--- START ---

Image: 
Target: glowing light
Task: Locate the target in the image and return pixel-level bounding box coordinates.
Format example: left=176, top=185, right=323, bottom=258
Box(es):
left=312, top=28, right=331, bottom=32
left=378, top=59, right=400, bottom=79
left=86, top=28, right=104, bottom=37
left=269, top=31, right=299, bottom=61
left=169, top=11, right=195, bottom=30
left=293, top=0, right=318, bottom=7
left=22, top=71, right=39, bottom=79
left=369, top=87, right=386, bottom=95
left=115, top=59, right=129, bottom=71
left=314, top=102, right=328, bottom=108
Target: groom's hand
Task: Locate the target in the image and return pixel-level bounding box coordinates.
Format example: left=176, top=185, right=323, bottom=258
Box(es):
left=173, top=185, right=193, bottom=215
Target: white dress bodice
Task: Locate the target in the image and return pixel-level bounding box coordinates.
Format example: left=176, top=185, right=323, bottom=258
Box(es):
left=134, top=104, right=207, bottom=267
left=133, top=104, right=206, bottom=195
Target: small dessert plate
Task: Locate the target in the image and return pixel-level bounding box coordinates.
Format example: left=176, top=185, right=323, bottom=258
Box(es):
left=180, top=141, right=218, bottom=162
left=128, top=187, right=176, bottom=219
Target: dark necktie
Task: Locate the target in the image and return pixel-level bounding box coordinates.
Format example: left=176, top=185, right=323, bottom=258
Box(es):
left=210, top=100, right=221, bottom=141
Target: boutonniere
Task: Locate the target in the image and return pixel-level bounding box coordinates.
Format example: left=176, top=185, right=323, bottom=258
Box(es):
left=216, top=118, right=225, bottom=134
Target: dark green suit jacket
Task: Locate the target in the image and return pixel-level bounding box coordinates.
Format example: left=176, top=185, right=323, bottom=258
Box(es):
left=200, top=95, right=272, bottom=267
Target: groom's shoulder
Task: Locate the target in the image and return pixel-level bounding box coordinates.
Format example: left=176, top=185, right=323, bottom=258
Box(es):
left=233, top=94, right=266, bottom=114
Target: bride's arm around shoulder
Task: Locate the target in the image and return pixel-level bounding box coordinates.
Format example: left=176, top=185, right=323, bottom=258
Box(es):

--- END ---

DIRECTIVE - Rewrite the entire listing above, replacing every occurrence of "pixel-level" with "pixel-precise" and leaving all other text unchanged.

RESULT -
Image: 
Target: glowing light
Task: Locate the target in the image and return pixel-precise bounding box coordinates.
Format example: left=176, top=185, right=323, bottom=258
Box(es):
left=312, top=28, right=331, bottom=32
left=378, top=59, right=400, bottom=79
left=86, top=28, right=104, bottom=37
left=269, top=31, right=299, bottom=61
left=169, top=11, right=195, bottom=30
left=293, top=0, right=318, bottom=7
left=22, top=71, right=39, bottom=79
left=369, top=87, right=386, bottom=95
left=115, top=59, right=129, bottom=71
left=314, top=102, right=328, bottom=108
Target: groom's hand
Task: Locate the target in the image and return pixel-precise bounding box coordinates.
Format example: left=176, top=185, right=323, bottom=258
Box(es):
left=173, top=185, right=193, bottom=215
Target: white dress bodice
Task: Locate the target in the image and return pixel-precise bounding box coordinates.
Format example: left=176, top=185, right=323, bottom=258
Box(es):
left=134, top=104, right=207, bottom=267
left=133, top=104, right=206, bottom=195
Target: small dessert plate
Task: Locate the target in the image and return pixel-precise bounding box coordinates.
Format example: left=176, top=185, right=323, bottom=258
Box(es):
left=180, top=141, right=218, bottom=162
left=128, top=187, right=176, bottom=219
Target: dark necktie
Task: Locate the target in the image and return pixel-precise bounding box coordinates.
Format example: left=176, top=185, right=323, bottom=258
Box(es):
left=210, top=100, right=221, bottom=141
Target: boutonniere
Task: Locate the target in the image and return pixel-precise bounding box coordinates.
Format example: left=176, top=185, right=323, bottom=258
Box(es):
left=216, top=118, right=225, bottom=134
Target: dark green suit jacket
Task: Locate the target in the image and return pixel-precise bounding box coordinates.
Format example: left=176, top=185, right=323, bottom=258
Box(es):
left=200, top=95, right=272, bottom=267
Target: groom's shoulder
Task: Locate the target in the image and return pixel-precise bounding box coordinates.
Format example: left=176, top=185, right=323, bottom=258
Box(es):
left=233, top=94, right=266, bottom=114
Target: bride's arm around shoulder
Task: Locate the target in the image and return pixel-precise bounding box coordinates.
Format example: left=176, top=185, right=323, bottom=258
Box(es):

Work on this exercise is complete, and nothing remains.